REQUIRED TASK — Copy out every line in the entries below that contains the word "flower".

RECORDS FOR THIS TASK —
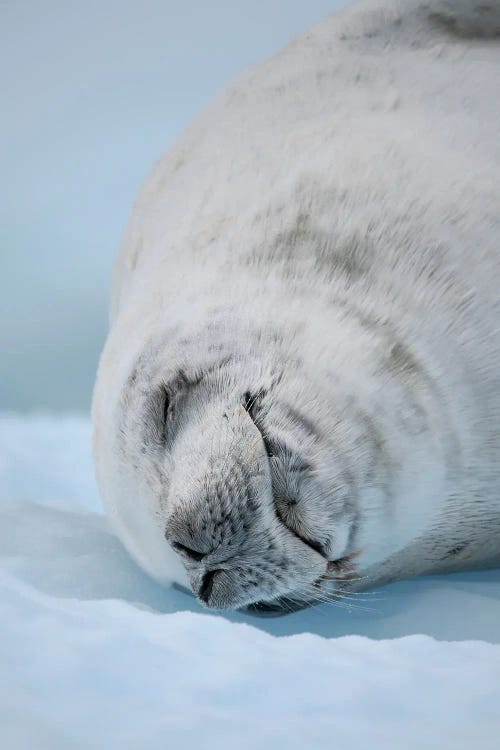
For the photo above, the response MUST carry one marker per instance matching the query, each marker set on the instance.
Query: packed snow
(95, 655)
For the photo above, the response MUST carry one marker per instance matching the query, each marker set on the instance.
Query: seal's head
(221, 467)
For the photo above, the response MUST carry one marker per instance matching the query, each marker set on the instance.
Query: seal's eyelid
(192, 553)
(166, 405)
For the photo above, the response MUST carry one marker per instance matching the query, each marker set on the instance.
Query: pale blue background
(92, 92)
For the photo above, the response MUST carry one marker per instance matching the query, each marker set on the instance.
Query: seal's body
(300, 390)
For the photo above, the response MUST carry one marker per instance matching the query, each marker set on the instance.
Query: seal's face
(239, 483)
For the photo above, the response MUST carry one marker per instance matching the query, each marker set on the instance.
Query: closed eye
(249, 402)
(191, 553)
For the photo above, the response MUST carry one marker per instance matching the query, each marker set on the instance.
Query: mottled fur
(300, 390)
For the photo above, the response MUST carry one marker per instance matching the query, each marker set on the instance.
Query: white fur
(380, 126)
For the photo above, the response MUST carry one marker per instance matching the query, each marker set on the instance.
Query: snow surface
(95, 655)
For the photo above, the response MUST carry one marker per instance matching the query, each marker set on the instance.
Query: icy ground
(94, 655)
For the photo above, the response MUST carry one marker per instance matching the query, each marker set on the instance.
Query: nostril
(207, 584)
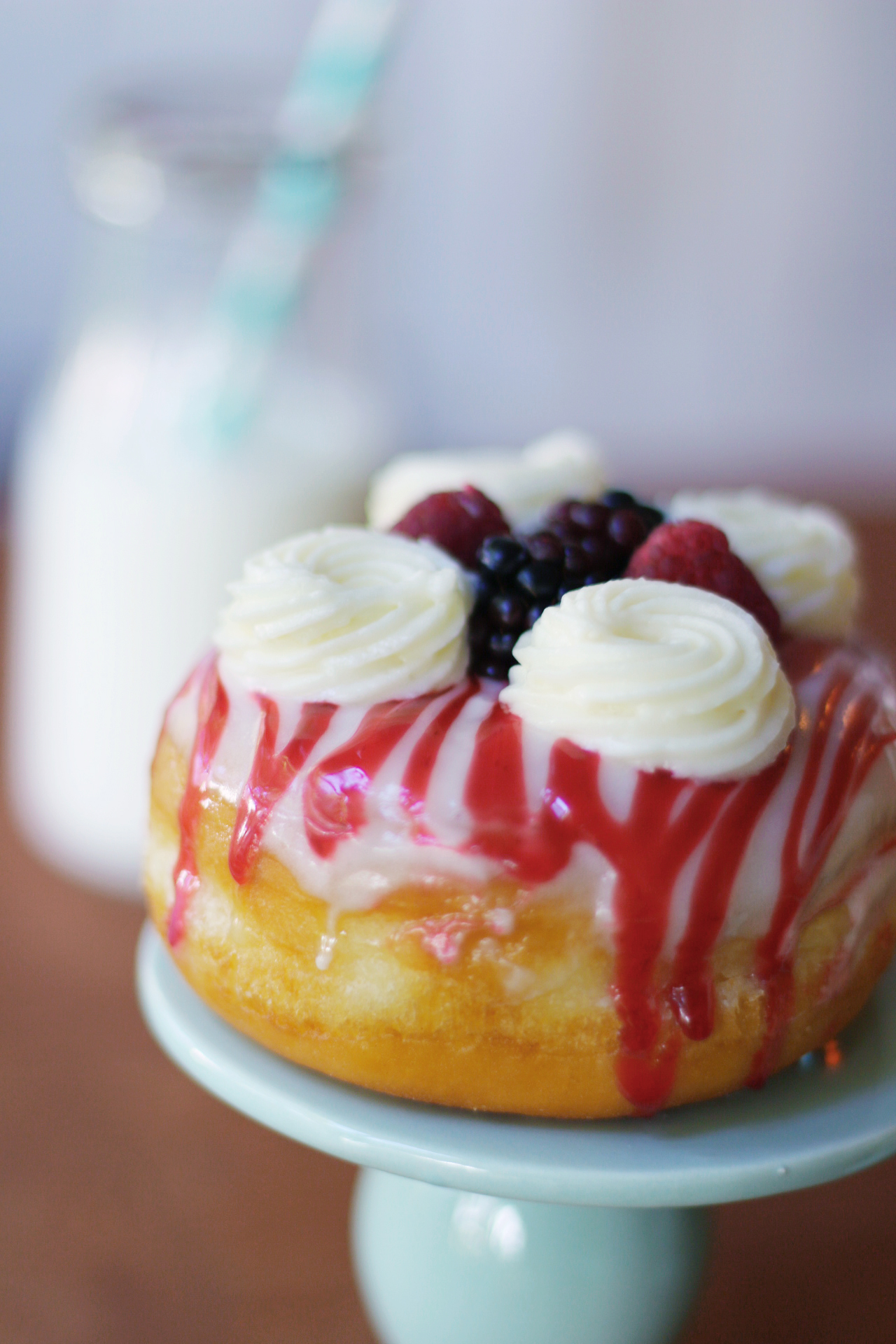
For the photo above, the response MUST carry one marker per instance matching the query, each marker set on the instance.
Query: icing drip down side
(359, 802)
--
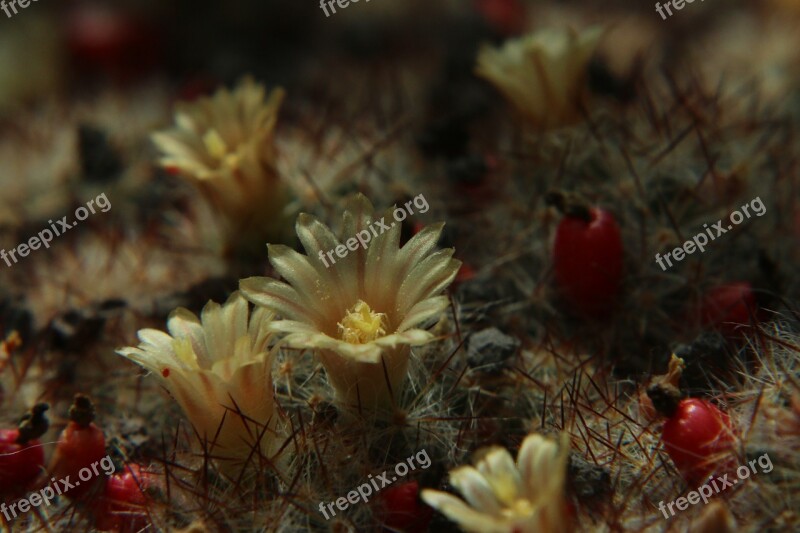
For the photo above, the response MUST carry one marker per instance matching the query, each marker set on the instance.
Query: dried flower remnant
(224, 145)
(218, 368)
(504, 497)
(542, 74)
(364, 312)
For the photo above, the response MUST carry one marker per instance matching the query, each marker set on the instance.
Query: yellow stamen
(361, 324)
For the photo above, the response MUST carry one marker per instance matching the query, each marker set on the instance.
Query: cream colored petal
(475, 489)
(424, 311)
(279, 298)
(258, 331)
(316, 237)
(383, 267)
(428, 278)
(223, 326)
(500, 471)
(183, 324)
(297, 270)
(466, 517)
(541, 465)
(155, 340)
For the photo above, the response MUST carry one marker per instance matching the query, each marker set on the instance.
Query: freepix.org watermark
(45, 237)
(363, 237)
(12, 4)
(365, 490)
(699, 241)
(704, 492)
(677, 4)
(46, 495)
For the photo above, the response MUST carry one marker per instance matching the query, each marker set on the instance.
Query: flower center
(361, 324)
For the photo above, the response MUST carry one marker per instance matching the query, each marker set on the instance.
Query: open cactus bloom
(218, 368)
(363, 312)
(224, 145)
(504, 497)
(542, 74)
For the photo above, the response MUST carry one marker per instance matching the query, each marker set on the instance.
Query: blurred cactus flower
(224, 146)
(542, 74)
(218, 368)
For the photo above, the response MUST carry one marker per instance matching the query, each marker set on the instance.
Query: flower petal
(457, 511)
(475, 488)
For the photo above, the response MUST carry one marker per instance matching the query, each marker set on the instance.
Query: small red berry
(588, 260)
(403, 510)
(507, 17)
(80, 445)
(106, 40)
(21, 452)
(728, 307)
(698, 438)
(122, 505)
...
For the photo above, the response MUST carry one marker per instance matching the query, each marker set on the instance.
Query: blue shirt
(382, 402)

PROBLEM SOLUTION —
Query: dried flower remnant
Query: flower center
Query: blurred cactus flower
Query: flower petal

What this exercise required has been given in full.